> [Problem statement]: Down to the last line, set the entries down again exactly.

|---|

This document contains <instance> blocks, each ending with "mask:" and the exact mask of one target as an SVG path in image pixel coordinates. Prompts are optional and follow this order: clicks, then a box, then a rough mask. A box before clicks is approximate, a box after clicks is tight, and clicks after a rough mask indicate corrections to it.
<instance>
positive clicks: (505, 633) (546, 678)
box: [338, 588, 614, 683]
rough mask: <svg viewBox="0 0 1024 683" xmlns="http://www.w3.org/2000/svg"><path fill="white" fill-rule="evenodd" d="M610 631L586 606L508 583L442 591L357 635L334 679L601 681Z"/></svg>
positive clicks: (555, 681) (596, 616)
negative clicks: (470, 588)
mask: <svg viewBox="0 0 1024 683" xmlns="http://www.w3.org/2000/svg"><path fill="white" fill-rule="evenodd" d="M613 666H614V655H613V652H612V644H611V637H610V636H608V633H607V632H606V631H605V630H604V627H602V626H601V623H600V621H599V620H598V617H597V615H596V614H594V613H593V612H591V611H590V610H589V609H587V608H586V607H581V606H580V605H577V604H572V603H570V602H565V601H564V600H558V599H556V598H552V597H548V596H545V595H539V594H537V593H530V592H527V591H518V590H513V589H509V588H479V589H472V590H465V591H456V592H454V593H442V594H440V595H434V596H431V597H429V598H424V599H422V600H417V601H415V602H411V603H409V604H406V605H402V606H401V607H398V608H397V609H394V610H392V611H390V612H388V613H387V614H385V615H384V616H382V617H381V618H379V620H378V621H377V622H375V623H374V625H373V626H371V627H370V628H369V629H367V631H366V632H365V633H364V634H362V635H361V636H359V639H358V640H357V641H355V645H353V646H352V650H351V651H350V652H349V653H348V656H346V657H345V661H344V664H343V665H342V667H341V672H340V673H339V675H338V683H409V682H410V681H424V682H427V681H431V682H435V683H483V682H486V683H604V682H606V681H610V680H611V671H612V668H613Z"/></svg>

|---|

> [Result of this exercise]:
This document contains <instance> blocks, each ending with "mask:" and the exact mask of one target as an SVG path in image pixel coordinates. Prompts are optional and follow this order: clicks, then a box, then a rough mask. A box before clicks is approximate, a box after clicks is tight, and clicks after a rough mask indicate corrections to it.
<instance>
positive clicks: (505, 633) (546, 678)
box: [338, 588, 614, 683]
rough mask: <svg viewBox="0 0 1024 683" xmlns="http://www.w3.org/2000/svg"><path fill="white" fill-rule="evenodd" d="M610 631L586 606L508 583L442 591L357 635L334 679L601 681Z"/></svg>
positive clicks: (555, 681) (596, 616)
negative clicks: (470, 588)
mask: <svg viewBox="0 0 1024 683" xmlns="http://www.w3.org/2000/svg"><path fill="white" fill-rule="evenodd" d="M613 666H614V655H613V652H612V644H611V637H610V636H608V633H607V632H606V631H605V630H604V627H602V626H601V623H600V621H599V620H598V617H597V615H596V614H594V613H593V612H591V611H590V610H589V609H587V608H586V607H581V606H580V605H577V604H572V603H570V602H565V601H564V600H558V599H556V598H552V597H548V596H545V595H539V594H537V593H530V592H527V591H518V590H513V589H509V588H479V589H472V590H465V591H456V592H454V593H442V594H440V595H434V596H431V597H429V598H424V599H422V600H417V601H415V602H411V603H409V604H406V605H402V606H401V607H398V608H397V609H394V610H392V611H390V612H388V613H387V614H385V615H384V616H382V617H381V618H379V620H378V621H377V622H375V623H374V625H373V626H371V627H370V628H369V629H367V631H366V632H365V633H364V634H362V635H361V636H359V639H358V640H357V641H355V645H353V646H352V650H351V651H350V652H349V653H348V656H346V657H345V661H344V664H343V665H342V667H341V672H340V673H339V675H338V683H409V682H410V681H424V682H427V681H431V682H435V683H483V682H486V683H604V682H606V681H610V680H611V671H612V668H613Z"/></svg>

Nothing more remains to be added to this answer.